━━ Reading passage

After creating the project plan and connecting it to a team project, you can use the plan to edit existing work items or to create new work items as described below.

Author's Note: Hereafter I've used the term "connected project plan" to refer to a project plan that has been created by connecting to one of the team projects. The word "connected" does not represent the network connection between MS Project and TFS. It simply means that the plan is associated with a team project. In terms of network connections, MS Project works in a disconnected mode. It connects to TFS only when required, such as when publishing or refreshing.

Adding and Editing Work Items
You add and edit work items in a connected plan in the same way as you add or edit tasks in an unconnected project plan. You can add new work items by entering the values of work item fields in the appropriate columns on a blank row of the project plan. You edit existing work items by editing the values in one or more columns of that work item. You can edit the values of all columns except the Work Item ID column (the first column in the project plan). The work item ID is a number that uniquely identifies the work item across the all the projects in a TFS.

Many columns have drop down boxes that show a predefined set of values that can be entered in that column. For example, the Work Item Type column shows all WITs: tasks, bugs, and so forth available in the team project to which the project plan is connected. Sharing the Project Plan
With VSTS, you can share the project plan with team members and update it to the current status with just a button click. But this simplicity does not reduce project manager's control over the sharing process nor does it compromise data consistency. Project Managers can specifically choose the work items they want to share. They can also choose either one way or two-way work item synchronization. If conflicts occur between data in the project plan (which is local) and that in the TFS (centralized), the project presents both local and server versions of the data to users, who can then select the version they want to keep.

Publishing and Refreshing
MS Project works with a local copy of work items in disconnected mode; therefore, to synchronize changes with the TFS, you must publish the plan by clicking the Publish button. When you publish a project plan containing newly entered rows, the TFS creates a new work item for the corresponding team project for each new row. Each new work item gets a work item ID. The MS Project add-in uses the value in this column to identify the corresponding work item for each row in the TFS. That's one way to tell if you've published the items—if the ID column is blank for some rows it means those rows have not yet been published and do not have any corresponding work items in the TFS. Similarly, when existing work items in a project plan are changed and published, the changes are applied to those work items in the TFS.

━━━━

• Written exercise A: In the passage on MS Project and TFS, which column in a connected plan cannot have its values edited?
The records that come next have no connection to the passage on MS Project and TFS.

━━ Data rows

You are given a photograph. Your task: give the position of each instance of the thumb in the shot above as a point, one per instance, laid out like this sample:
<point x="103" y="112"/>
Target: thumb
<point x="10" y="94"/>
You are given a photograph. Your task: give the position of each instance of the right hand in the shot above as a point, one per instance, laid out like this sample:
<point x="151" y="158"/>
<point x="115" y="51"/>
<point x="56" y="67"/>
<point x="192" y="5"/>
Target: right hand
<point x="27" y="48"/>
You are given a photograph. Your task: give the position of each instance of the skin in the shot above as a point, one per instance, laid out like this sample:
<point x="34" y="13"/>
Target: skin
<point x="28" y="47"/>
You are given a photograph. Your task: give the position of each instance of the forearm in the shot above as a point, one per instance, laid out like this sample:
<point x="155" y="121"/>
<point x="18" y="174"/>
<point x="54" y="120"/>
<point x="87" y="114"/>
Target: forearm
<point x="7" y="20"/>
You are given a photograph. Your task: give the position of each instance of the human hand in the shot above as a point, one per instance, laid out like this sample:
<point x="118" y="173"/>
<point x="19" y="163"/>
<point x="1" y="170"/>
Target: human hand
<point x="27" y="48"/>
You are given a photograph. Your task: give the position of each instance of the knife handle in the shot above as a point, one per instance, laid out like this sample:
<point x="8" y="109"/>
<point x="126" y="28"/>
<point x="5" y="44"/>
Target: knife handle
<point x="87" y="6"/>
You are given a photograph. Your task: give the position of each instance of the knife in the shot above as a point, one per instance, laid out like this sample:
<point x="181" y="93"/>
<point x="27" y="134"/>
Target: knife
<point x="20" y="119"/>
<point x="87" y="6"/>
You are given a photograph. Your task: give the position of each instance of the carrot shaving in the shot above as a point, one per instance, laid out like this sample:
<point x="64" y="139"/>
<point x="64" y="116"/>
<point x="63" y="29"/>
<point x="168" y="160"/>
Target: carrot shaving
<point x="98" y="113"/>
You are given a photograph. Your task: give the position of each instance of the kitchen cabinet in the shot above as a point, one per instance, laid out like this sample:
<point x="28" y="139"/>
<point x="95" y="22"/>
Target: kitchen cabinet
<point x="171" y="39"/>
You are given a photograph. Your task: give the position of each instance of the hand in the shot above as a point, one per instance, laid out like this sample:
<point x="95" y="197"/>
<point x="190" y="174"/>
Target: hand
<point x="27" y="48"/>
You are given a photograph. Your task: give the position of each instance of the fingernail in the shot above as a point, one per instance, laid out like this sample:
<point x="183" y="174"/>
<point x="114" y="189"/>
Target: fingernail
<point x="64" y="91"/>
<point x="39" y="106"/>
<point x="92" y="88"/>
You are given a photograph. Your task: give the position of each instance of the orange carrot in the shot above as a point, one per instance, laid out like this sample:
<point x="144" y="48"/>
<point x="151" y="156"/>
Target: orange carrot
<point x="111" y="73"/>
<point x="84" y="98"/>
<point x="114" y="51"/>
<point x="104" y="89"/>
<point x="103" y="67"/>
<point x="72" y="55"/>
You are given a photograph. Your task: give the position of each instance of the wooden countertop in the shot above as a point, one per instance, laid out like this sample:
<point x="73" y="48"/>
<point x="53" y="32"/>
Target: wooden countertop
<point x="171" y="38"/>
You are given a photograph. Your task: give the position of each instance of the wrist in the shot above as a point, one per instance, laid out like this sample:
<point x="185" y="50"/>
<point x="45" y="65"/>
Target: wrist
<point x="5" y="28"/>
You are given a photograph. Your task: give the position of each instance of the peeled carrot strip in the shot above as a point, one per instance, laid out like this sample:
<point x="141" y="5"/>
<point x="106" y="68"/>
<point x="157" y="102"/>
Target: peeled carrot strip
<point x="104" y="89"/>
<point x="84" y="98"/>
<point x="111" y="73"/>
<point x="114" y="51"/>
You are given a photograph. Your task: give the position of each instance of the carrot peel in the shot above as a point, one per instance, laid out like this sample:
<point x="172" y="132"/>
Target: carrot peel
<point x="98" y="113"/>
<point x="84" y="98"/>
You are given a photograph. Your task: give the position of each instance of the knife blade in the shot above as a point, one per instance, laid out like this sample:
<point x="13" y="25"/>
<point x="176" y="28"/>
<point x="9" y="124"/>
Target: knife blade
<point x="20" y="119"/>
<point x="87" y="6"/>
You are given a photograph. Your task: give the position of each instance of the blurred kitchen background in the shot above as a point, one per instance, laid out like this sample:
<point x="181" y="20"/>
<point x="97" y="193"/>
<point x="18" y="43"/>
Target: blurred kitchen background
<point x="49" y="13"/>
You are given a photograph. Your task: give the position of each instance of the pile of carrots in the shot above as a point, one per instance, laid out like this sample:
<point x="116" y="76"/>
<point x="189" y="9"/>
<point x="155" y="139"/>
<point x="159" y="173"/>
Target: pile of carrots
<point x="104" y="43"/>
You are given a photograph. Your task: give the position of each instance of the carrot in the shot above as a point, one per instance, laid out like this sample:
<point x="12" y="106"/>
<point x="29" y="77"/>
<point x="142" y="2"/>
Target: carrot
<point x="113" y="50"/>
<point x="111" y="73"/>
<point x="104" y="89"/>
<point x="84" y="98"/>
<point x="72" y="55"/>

━━━━

• Written exercise B: In the records, replace "laid out" with "formatted" throughout the stretch from the line containing "the knife handle" through the line containing "Target: knife handle". Return only those lines, otherwise unchanged.

• Written response A: The Work Item ID column, the first column in the project plan.

• Written response B:
You are given a photograph. Your task: give the position of each instance of the knife handle in the shot above as a point, one per instance, formatted like this sample:
<point x="8" y="109"/>
<point x="126" y="28"/>
<point x="5" y="44"/>
Target: knife handle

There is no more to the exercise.